EXERCISE REQUIREMENTS: Would you restate all the data that follows, word for word?

Data records:
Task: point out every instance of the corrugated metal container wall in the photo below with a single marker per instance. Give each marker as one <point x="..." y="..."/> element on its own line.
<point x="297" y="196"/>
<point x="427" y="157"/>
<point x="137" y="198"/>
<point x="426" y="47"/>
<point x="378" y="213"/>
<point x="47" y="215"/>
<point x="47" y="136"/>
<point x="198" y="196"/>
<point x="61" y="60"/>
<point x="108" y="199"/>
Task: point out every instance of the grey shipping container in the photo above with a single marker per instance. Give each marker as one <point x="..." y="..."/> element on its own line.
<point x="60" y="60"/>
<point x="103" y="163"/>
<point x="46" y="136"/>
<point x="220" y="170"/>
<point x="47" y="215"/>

ANSWER IN FULL:
Task: point out every instance of the corrugated metal container wall in the photo below with a single marker per instance. Give each marker as one <point x="..." y="..."/> element on its own line.
<point x="297" y="196"/>
<point x="427" y="157"/>
<point x="137" y="198"/>
<point x="426" y="47"/>
<point x="378" y="213"/>
<point x="47" y="215"/>
<point x="47" y="136"/>
<point x="198" y="196"/>
<point x="61" y="60"/>
<point x="108" y="199"/>
Task: point out every instance of the grey shipping container in the photo above with a single marker per instance. Give each marker as one <point x="..." y="..."/> element on its own line.
<point x="60" y="60"/>
<point x="103" y="163"/>
<point x="46" y="136"/>
<point x="220" y="170"/>
<point x="47" y="215"/>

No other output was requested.